* **Objective**
Can you turn the data below into a JSON list of strings with one string per line, starting at the line that has "Where can the small wave" and stopping after the last line of the data? Include only those lines and leave out any blank ones.

* **Extracted material**
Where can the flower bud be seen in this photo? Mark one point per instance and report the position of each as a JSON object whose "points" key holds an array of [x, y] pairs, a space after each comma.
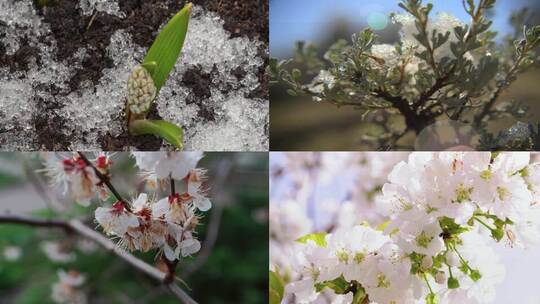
{"points": [[141, 90], [452, 259], [440, 277], [426, 264]]}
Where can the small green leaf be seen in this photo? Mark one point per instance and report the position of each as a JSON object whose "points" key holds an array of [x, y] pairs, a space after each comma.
{"points": [[497, 234], [163, 129], [431, 298], [167, 46], [359, 296], [151, 67], [453, 283], [338, 285], [276, 288], [318, 238]]}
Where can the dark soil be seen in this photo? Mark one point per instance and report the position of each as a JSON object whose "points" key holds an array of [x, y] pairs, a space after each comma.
{"points": [[20, 60], [199, 82], [72, 31]]}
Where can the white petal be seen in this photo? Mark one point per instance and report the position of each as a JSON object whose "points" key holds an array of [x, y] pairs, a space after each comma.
{"points": [[203, 203], [161, 207], [190, 246], [169, 253]]}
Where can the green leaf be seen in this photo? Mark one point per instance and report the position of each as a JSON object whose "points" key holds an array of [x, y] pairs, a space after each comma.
{"points": [[276, 288], [431, 298], [453, 283], [338, 285], [359, 296], [167, 46], [318, 238], [497, 234], [163, 129]]}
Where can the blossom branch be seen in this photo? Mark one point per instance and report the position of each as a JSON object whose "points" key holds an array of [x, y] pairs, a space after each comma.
{"points": [[215, 220], [78, 227], [104, 179]]}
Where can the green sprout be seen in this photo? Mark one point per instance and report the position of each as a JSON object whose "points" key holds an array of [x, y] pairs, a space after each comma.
{"points": [[146, 80]]}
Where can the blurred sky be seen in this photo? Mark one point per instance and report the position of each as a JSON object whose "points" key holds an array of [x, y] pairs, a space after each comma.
{"points": [[292, 20]]}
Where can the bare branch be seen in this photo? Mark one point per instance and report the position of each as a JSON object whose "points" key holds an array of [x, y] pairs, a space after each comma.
{"points": [[78, 227]]}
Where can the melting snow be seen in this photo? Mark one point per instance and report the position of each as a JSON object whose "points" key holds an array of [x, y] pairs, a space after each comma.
{"points": [[240, 122]]}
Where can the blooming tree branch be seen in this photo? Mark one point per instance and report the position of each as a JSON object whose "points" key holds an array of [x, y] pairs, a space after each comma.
{"points": [[424, 233], [441, 72], [76, 226], [104, 179]]}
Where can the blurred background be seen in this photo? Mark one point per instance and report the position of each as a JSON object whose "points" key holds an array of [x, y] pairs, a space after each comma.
{"points": [[230, 268], [298, 123], [324, 191]]}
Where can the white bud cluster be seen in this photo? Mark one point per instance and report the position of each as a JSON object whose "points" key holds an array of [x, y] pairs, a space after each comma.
{"points": [[141, 90]]}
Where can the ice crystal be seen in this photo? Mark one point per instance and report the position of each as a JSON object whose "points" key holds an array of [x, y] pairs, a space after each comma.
{"points": [[238, 122]]}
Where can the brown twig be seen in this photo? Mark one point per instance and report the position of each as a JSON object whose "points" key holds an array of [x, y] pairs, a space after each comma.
{"points": [[105, 180], [78, 227], [215, 220]]}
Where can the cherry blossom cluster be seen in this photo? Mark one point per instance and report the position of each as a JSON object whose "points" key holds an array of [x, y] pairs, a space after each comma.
{"points": [[298, 210], [78, 177], [439, 212]]}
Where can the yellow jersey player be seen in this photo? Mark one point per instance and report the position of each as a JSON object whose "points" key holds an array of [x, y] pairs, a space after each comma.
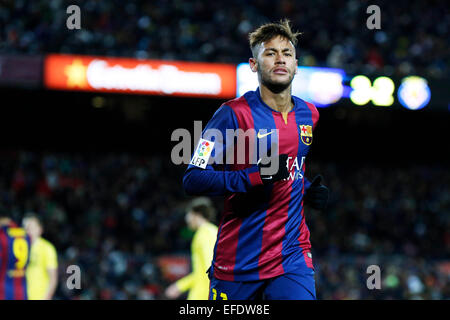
{"points": [[42, 271], [14, 257], [198, 217]]}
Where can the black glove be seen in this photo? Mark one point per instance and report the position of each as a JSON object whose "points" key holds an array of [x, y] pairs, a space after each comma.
{"points": [[317, 194], [282, 171]]}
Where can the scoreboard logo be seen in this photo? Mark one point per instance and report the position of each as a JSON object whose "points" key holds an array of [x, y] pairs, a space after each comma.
{"points": [[306, 133]]}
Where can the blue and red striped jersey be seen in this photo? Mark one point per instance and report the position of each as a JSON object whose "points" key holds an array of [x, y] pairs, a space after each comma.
{"points": [[262, 231], [14, 257]]}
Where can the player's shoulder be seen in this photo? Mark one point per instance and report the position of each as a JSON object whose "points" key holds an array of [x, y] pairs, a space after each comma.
{"points": [[44, 244], [303, 104]]}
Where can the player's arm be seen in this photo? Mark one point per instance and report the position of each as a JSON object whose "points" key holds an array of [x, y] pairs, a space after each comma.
{"points": [[52, 271], [212, 181], [316, 194]]}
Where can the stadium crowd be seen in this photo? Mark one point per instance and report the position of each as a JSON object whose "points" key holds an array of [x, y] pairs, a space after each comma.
{"points": [[413, 38], [115, 215]]}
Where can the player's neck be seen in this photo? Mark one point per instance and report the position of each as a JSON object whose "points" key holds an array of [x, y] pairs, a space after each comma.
{"points": [[281, 102]]}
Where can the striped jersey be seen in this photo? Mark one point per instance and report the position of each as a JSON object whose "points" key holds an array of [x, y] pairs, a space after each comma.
{"points": [[262, 231], [14, 257]]}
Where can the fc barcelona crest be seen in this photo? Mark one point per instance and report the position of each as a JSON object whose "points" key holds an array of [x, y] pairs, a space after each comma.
{"points": [[306, 133]]}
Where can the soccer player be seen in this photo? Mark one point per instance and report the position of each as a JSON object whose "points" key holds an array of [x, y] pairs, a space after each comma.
{"points": [[14, 257], [199, 216], [262, 249], [42, 272]]}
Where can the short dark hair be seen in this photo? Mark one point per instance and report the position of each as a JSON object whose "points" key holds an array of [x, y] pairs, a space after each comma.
{"points": [[268, 31], [204, 207], [32, 215]]}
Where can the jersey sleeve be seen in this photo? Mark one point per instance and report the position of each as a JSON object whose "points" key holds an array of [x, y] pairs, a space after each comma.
{"points": [[216, 179]]}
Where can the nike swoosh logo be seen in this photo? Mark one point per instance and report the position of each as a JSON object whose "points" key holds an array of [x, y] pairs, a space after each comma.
{"points": [[263, 135]]}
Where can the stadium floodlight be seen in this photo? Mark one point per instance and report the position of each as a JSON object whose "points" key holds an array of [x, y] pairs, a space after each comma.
{"points": [[414, 93]]}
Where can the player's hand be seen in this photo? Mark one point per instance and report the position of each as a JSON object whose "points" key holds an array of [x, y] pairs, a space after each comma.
{"points": [[281, 173], [317, 194]]}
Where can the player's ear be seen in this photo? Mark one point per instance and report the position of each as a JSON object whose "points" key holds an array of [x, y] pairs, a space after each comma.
{"points": [[253, 64]]}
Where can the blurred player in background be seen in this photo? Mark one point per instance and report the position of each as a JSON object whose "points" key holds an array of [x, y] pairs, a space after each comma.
{"points": [[42, 271], [14, 257], [263, 248], [199, 216]]}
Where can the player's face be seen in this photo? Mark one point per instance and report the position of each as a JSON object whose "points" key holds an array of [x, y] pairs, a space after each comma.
{"points": [[32, 227], [276, 64]]}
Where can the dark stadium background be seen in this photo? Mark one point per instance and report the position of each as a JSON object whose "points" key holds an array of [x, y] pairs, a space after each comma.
{"points": [[387, 169]]}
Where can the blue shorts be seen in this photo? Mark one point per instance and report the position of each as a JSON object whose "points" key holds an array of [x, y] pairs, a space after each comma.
{"points": [[288, 286]]}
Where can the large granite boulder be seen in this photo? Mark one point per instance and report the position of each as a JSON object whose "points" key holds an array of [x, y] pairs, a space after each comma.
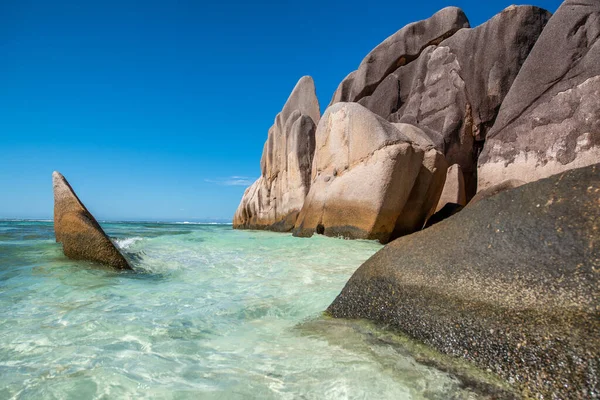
{"points": [[78, 231], [364, 173], [453, 91], [550, 120], [510, 283], [275, 199], [399, 49]]}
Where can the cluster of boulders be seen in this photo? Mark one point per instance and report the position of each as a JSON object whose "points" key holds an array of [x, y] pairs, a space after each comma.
{"points": [[498, 123], [435, 113]]}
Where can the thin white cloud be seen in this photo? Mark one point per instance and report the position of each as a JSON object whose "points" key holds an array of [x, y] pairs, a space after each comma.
{"points": [[232, 181]]}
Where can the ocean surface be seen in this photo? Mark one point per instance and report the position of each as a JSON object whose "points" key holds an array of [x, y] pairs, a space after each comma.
{"points": [[209, 313]]}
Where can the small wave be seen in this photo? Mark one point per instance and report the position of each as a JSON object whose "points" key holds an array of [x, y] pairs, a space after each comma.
{"points": [[126, 242], [203, 223]]}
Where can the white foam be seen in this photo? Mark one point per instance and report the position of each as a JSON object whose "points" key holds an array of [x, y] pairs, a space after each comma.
{"points": [[126, 242]]}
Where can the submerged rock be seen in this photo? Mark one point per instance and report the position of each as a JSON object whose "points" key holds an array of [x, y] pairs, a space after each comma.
{"points": [[550, 119], [78, 231], [510, 283], [275, 199], [364, 174]]}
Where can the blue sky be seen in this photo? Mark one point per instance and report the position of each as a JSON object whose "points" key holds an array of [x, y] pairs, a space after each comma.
{"points": [[159, 110]]}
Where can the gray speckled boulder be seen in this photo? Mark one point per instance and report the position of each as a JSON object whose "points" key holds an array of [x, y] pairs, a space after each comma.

* **Solution below**
[
  "Where can the small wave be seen in this photo? Mark one point per instance and report the position of each as a JSON object whose \"points\" key holds an array of [x, y] pairs, a space after each comma.",
  "{\"points\": [[126, 242], [203, 223]]}",
  "Where can the white foam be seen in this photo? Mark one point per instance and report the position of each as a JSON object whose \"points\" key holds an array of [x, y] pairs, a space after each comma.",
  "{\"points\": [[126, 242]]}",
  "Where can the submerged rock be seen in this photo? Mark one point per instance and report the position of each as a JSON object whose \"points\" key holds an array of [x, y] pairs, a space after each comma.",
  "{\"points\": [[550, 119], [78, 231], [510, 283], [275, 199], [364, 174]]}",
  "Where can the blue sky be seen in this photo? Mark one point per instance and report the position of each as a JSON object whose \"points\" key holds an array of [x, y] pairs, a space after each comma.",
  "{\"points\": [[159, 110]]}",
  "Where can the gray speckled boulder be seen in this photo? Mark one point per instance and report the position of each as a JSON object whose \"points\" key holds an array of [x, y] pairs, a space after each comma."
]